_出典本文_.
▼

歯科治療

新型コロナウイルスの影響で歯科医院への通院は大丈夫?

投稿日:2020年5月31日 更新日:

こんにちは!
岩手県盛岡市のマモインプラントクリニックマリオスの理事長高橋衛です。

世界中で猛威を振るっている新型コロナウイルスの影響もあり、毎日不安な思いを抱えながらの生活で心身ともにお疲れではないでしょうか?日本国内では、全国に発令されていた緊急事態宣言がようやく全面解除になったこともあり、久しぶりの明るいニュースにほっとしたという方も多いことでしょう。しかし、世界的に見ればまだまだコロナウイルス収束の見通しが全くつかない状況と言われており、さらに、今後も流行インフルエンザ同様に人類はコロナウイルスとの共存を目指していかなければならないとの予測が立っています。

▲

_演習データ_.

▼

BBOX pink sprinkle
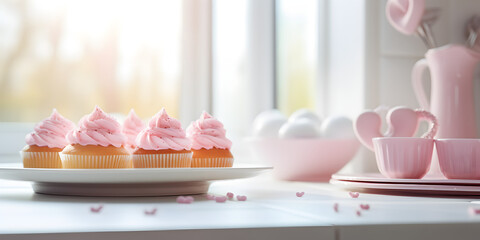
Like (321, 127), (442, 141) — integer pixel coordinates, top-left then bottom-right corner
(333, 203), (338, 212)
(295, 192), (305, 197)
(360, 204), (370, 210)
(177, 196), (194, 204)
(90, 205), (103, 213)
(145, 208), (157, 215)
(207, 194), (215, 200)
(468, 207), (480, 216)
(237, 195), (247, 201)
(215, 196), (227, 202)
(348, 192), (360, 198)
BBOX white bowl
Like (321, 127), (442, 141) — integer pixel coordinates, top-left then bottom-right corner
(247, 138), (360, 181)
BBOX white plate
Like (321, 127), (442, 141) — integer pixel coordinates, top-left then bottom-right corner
(330, 179), (480, 196)
(332, 173), (480, 186)
(0, 164), (272, 196)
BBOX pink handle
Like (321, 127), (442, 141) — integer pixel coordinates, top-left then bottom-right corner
(353, 107), (438, 151)
(412, 59), (430, 111)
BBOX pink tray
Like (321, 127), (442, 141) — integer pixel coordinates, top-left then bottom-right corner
(332, 173), (480, 187)
(330, 179), (480, 196)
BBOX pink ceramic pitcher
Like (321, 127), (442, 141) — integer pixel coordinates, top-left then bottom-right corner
(412, 45), (480, 138)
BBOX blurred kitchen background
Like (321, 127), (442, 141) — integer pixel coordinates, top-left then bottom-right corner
(0, 0), (480, 171)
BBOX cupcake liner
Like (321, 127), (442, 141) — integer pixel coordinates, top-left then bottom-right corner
(60, 154), (130, 168)
(132, 153), (192, 168)
(20, 151), (62, 168)
(192, 158), (233, 168)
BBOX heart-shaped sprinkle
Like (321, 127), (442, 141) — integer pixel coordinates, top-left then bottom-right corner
(237, 195), (247, 201)
(215, 196), (227, 202)
(144, 208), (157, 215)
(90, 205), (103, 213)
(360, 204), (370, 210)
(333, 203), (338, 212)
(177, 196), (194, 204)
(468, 207), (480, 216)
(348, 192), (360, 198)
(207, 194), (215, 200)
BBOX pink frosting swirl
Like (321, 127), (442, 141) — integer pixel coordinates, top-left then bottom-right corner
(187, 112), (232, 150)
(25, 109), (75, 148)
(67, 106), (125, 147)
(122, 109), (145, 148)
(136, 108), (191, 151)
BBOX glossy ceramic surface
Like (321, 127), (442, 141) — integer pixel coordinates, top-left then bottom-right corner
(435, 139), (480, 179)
(373, 137), (434, 179)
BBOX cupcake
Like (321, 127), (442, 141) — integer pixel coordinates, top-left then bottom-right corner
(122, 109), (145, 168)
(21, 109), (75, 168)
(60, 106), (130, 168)
(187, 112), (233, 168)
(132, 109), (192, 168)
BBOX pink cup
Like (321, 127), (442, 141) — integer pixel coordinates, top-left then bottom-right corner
(373, 137), (435, 179)
(435, 138), (480, 179)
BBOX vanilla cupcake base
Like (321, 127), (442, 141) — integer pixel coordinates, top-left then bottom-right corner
(60, 153), (130, 169)
(132, 152), (192, 168)
(20, 151), (62, 168)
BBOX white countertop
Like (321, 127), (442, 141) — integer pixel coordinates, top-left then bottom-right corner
(0, 174), (480, 240)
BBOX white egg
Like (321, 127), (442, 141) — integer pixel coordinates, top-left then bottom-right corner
(288, 108), (322, 127)
(253, 109), (287, 138)
(321, 116), (355, 139)
(279, 118), (320, 138)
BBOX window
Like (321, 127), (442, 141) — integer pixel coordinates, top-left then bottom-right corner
(276, 0), (319, 114)
(0, 0), (182, 122)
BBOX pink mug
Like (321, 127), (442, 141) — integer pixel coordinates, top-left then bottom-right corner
(353, 107), (438, 151)
(373, 137), (435, 179)
(435, 138), (480, 179)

▲

_課題 1_.
出典本文の「岩手県盛岡市のマモインプラントクリニックマリオスの理事長高橋衛です。」から「ないとの予測が立っています。」までのすべてを引用せよ。
_課題 2_.
出典本文によると、日本国内でようやく全面解除になったものは何か。

_解答 1_.
岩手県盛岡市のマモインプラントクリニックマリオスの理事長高橋衛です。

世界中で猛威を振るっている新型コロナウイルスの影響もあり、毎日不安な思いを抱えながらの生活で心身ともにお疲れではないでしょうか?日本国内では、全国に発令されていた緊急事態宣言がようやく全面解除になったこともあり、久しぶりの明るいニュースにほっとしたという方も多いことでしょう。しかし、世界的に見ればまだまだコロナウイルス収束の見通しが全くつかない状況と言われており、さらに、今後も流行インフルエンザ同様に人類はコロナウイルスとの共存を目指していかなければならないとの予測が立っています。

_解答 2_.
全国に発令されていた緊急事態宣言